— Exercise input —
--
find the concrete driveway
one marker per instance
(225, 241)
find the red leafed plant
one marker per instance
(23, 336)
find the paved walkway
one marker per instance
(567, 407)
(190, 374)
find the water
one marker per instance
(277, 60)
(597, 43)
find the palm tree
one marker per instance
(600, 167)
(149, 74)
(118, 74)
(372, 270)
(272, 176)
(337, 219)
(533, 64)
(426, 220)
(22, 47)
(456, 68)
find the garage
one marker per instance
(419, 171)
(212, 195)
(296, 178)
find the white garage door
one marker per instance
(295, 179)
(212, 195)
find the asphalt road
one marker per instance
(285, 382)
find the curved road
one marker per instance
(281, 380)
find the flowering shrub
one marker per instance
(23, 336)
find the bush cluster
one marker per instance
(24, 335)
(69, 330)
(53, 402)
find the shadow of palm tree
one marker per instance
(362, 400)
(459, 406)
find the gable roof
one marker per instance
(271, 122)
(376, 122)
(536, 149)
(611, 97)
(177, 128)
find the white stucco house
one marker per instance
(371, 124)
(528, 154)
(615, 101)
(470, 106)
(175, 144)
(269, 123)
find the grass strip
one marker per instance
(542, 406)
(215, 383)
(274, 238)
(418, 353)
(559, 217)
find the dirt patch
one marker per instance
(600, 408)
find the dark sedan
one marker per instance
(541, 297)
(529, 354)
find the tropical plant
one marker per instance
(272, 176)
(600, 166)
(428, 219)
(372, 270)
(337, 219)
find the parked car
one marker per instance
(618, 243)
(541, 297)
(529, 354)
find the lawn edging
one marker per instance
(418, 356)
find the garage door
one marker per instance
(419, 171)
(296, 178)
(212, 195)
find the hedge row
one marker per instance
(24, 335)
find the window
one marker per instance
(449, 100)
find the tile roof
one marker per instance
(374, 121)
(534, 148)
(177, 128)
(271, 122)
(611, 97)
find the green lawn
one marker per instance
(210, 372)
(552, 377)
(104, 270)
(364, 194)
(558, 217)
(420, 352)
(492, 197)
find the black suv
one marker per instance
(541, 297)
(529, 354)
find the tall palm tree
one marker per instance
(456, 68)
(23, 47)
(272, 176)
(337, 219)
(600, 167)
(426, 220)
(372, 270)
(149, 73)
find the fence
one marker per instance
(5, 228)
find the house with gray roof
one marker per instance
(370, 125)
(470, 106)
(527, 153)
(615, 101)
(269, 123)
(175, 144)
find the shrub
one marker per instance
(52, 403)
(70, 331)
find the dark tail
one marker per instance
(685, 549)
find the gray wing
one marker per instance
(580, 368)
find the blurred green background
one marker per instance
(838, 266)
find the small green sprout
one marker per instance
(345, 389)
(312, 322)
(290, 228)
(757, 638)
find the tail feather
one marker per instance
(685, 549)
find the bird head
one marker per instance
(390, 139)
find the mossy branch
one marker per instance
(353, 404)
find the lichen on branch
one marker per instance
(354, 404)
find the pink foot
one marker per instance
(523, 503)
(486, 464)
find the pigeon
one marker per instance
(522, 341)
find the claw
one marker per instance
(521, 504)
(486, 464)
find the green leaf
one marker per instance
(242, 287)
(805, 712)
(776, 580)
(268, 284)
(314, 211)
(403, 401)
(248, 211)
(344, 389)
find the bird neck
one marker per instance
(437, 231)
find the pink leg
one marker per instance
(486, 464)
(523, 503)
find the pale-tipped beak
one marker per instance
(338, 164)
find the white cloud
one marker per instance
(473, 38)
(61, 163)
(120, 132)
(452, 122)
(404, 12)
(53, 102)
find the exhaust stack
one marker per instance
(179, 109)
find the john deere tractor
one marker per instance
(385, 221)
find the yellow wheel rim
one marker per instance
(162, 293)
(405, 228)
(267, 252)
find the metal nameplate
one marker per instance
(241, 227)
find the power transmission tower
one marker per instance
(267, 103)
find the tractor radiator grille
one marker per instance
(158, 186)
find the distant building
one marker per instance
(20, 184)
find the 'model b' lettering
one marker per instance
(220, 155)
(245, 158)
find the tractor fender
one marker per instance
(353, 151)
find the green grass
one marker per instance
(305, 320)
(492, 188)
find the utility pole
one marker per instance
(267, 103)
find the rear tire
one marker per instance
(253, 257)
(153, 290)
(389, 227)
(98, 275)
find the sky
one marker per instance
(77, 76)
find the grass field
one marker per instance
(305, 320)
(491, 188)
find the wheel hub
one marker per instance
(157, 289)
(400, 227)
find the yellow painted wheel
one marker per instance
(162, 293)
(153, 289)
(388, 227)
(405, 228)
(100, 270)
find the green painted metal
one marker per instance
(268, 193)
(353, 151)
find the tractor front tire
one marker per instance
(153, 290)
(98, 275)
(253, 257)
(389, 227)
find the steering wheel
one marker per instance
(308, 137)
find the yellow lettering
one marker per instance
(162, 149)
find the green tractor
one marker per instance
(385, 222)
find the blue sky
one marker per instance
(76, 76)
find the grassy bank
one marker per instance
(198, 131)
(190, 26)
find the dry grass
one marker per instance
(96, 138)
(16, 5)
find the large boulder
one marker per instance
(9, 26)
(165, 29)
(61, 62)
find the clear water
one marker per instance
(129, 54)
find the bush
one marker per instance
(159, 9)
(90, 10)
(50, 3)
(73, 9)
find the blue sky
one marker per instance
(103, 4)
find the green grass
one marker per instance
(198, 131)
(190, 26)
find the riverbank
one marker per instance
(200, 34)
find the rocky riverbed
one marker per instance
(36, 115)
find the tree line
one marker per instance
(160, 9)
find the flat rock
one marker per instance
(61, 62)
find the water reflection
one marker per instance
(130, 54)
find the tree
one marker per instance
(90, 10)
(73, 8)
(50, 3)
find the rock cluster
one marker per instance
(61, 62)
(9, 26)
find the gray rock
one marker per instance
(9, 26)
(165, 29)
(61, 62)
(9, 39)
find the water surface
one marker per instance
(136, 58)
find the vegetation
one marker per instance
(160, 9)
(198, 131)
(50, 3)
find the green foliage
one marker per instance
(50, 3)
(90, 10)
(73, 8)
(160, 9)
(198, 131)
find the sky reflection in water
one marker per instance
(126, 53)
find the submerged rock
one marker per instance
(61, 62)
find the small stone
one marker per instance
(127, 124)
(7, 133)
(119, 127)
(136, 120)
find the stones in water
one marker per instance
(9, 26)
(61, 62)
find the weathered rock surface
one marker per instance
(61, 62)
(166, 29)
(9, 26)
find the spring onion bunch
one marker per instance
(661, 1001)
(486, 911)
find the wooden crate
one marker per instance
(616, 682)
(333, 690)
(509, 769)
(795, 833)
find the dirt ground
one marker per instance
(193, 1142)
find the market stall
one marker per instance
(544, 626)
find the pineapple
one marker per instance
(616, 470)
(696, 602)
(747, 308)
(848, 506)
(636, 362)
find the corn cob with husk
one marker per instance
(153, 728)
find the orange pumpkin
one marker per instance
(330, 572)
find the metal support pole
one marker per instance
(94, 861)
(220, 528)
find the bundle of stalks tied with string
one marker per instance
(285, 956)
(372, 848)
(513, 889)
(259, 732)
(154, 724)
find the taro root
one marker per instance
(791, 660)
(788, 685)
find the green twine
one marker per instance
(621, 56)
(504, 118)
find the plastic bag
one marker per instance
--
— The exercise —
Copy out the whole listing, exactly as written.

— Completed task —
find the concrete driveway
one marker per instance
(225, 241)
find the red leafed plant
one marker per instance
(23, 336)
find the paved walkway
one marker per instance
(567, 407)
(190, 374)
find the water
one marker per instance
(277, 60)
(597, 43)
find the palm tree
one marker per instance
(600, 167)
(149, 74)
(118, 74)
(372, 270)
(272, 176)
(337, 219)
(533, 64)
(426, 220)
(22, 47)
(456, 68)
find the garage
one marker per instance
(419, 171)
(212, 195)
(296, 178)
find the white garage door
one marker per instance
(295, 179)
(212, 195)
find the asphalt road
one marker per instance
(285, 382)
find the curved road
one marker per instance
(281, 380)
find the flowering shrub
one marker per instance
(23, 336)
find the bush cluster
one marker per instance
(24, 335)
(69, 330)
(53, 402)
find the shadow of palm tree
one marker per instance
(362, 400)
(459, 406)
find the gable roof
one marker per instance
(271, 122)
(376, 122)
(536, 149)
(611, 97)
(177, 128)
find the white stucco house
one marker per instance
(371, 124)
(528, 154)
(615, 101)
(470, 106)
(175, 144)
(269, 123)
find the grass strip
one marker per instance
(542, 406)
(215, 383)
(274, 238)
(418, 353)
(559, 217)
find the dirt patch
one marker per instance
(600, 408)
find the dark sedan
one marker per instance
(541, 297)
(529, 354)
find the tropical plant
one marker per instance
(272, 176)
(600, 166)
(428, 219)
(372, 270)
(337, 219)
find the parked car
one marker per instance
(618, 243)
(541, 297)
(529, 354)
find the lawn edging
one marker per instance
(418, 356)
find the garage door
one marker per instance
(419, 171)
(296, 178)
(212, 195)
find the hedge row
one marker per instance
(24, 335)
find the window
one marker per instance
(449, 100)
find the tile roof
one marker per instance
(374, 121)
(534, 148)
(177, 128)
(271, 122)
(611, 97)
find the green lawn
one marker per instance
(210, 372)
(552, 377)
(104, 270)
(364, 194)
(558, 217)
(420, 352)
(492, 197)
find the black suv
one marker per instance
(541, 297)
(529, 354)
find the tall palm tree
one marker per instance
(456, 68)
(23, 47)
(272, 176)
(337, 219)
(600, 167)
(426, 220)
(372, 270)
(149, 73)
find the fence
one marker per instance
(5, 228)
find the house with gray roof
one marker per instance
(370, 125)
(470, 106)
(527, 153)
(615, 101)
(269, 123)
(175, 144)
find the shrub
one marker per instance
(52, 403)
(70, 331)
find the dark tail
one marker per instance
(685, 549)
find the gray wing
one marker per instance
(580, 368)
find the blurred green background
one marker per instance
(838, 266)
find the small green sprout
one marker per instance
(345, 389)
(312, 322)
(290, 228)
(757, 638)
find the tail feather
one marker per instance
(685, 549)
find the bird head
one marker per instance
(390, 139)
find the mossy branch
one marker per instance
(353, 404)
find the lichen on branch
one marker per instance
(354, 404)
find the pink foot
one marker per instance
(523, 503)
(486, 464)
find the pigeon
one marker per instance
(522, 341)
find the claw
one marker per instance
(521, 504)
(486, 464)
find the green leaf
one marker per instance
(242, 287)
(805, 712)
(776, 580)
(268, 284)
(314, 211)
(403, 401)
(248, 211)
(344, 389)
find the bird neck
one marker per instance
(437, 231)
find the pink leg
one marker per instance
(486, 464)
(523, 503)
find the pale-tipped beak
one marker per instance
(338, 164)
find the white cloud
one marker per instance
(473, 38)
(61, 163)
(120, 132)
(452, 122)
(404, 12)
(53, 102)
find the exhaust stack
one marker per instance
(179, 109)
find the john deere tractor
one marker per instance
(385, 221)
find the yellow wheel rim
one marker per instance
(162, 293)
(405, 228)
(267, 252)
find the metal nameplate
one marker per instance
(241, 227)
find the power transmission tower
one marker per instance
(267, 103)
find the tractor radiator grille
one marker per instance
(158, 186)
find the distant building
one marker per instance
(20, 184)
find the 'model b' lettering
one marker per instance
(220, 155)
(245, 158)
find the tractor fender
one marker per instance
(353, 151)
find the green grass
one marker per instance
(305, 320)
(492, 188)
find the utility pole
one marker per instance
(267, 103)
find the rear tire
one marker per instance
(253, 257)
(153, 290)
(389, 227)
(98, 275)
find the sky
one marker per instance
(77, 76)
find the grass field
one marker per instance
(305, 320)
(491, 188)
find the wheel hub
one marker per instance
(157, 289)
(400, 227)
find the yellow painted wheel
one marker per instance
(162, 293)
(153, 289)
(388, 227)
(405, 228)
(100, 270)
find the green painted metal
one marker per instance
(268, 193)
(353, 151)
find the tractor front tire
one marker per instance
(153, 290)
(98, 275)
(253, 257)
(389, 227)
find the steering wheel
one marker per instance
(308, 137)
find the yellow lettering
one marker per instance
(162, 149)
find the green tractor
one marker per instance
(385, 222)
find the blue sky
one marker per instance
(76, 76)
find the grassy bank
one marker per instance
(198, 131)
(190, 26)
find the dry grass
one marker per instance
(96, 138)
(16, 5)
find the large boulder
one marker per instance
(9, 26)
(165, 29)
(61, 62)
find the clear water
one marker per instance
(129, 54)
find the bush
one marker per instance
(159, 9)
(90, 10)
(50, 3)
(73, 9)
find the blue sky
one marker per instance
(103, 4)
find the green grass
one marker per instance
(198, 131)
(190, 26)
find the riverbank
one marker per instance
(200, 34)
find the rocky riverbed
one marker per instance
(36, 115)
find the tree line
one marker per instance
(160, 9)
find the flat rock
one marker per instance
(61, 62)
find the water reflection
one marker per instance
(130, 54)
find the tree
one marker per instance
(90, 10)
(73, 8)
(50, 3)
find the rock cluster
one marker per instance
(61, 62)
(9, 26)
find the gray rock
one marker per instance
(9, 26)
(165, 29)
(61, 62)
(9, 39)
find the water surface
one marker per instance
(136, 58)
find the vegetation
one marker per instance
(160, 9)
(198, 131)
(50, 3)
find the green foliage
one marker per instance
(50, 3)
(90, 10)
(73, 8)
(160, 9)
(198, 131)
find the sky reflection in water
one marker per instance
(126, 53)
find the submerged rock
one marker per instance
(61, 62)
find the small stone
one marker per instance
(127, 124)
(7, 133)
(119, 127)
(136, 120)
find the stones in water
one marker per instance
(9, 26)
(61, 62)
find the weathered rock surface
one marker per instance
(61, 62)
(166, 29)
(9, 26)
find the spring onion bunch
one marker per instance
(661, 1001)
(486, 911)
find the wooden crate
one marker per instance
(616, 682)
(333, 690)
(509, 769)
(795, 833)
find the dirt ground
one marker per instance
(193, 1142)
find the market stall
one marker per instance
(544, 626)
find the pineapple
one marker per instance
(616, 470)
(696, 602)
(747, 308)
(848, 506)
(636, 362)
find the corn cob with husk
one marker per instance
(153, 728)
find the orange pumpkin
one marker per instance
(330, 572)
find the metal support pole
one marker per instance
(94, 861)
(220, 528)
find the bundle of stalks tied with string
one marker per instance
(285, 956)
(372, 848)
(513, 889)
(259, 732)
(154, 724)
find the taro root
one marker per instance
(791, 660)
(788, 685)
find the green twine
one marker per instance
(621, 56)
(504, 118)
find the plastic bag
one marker per instance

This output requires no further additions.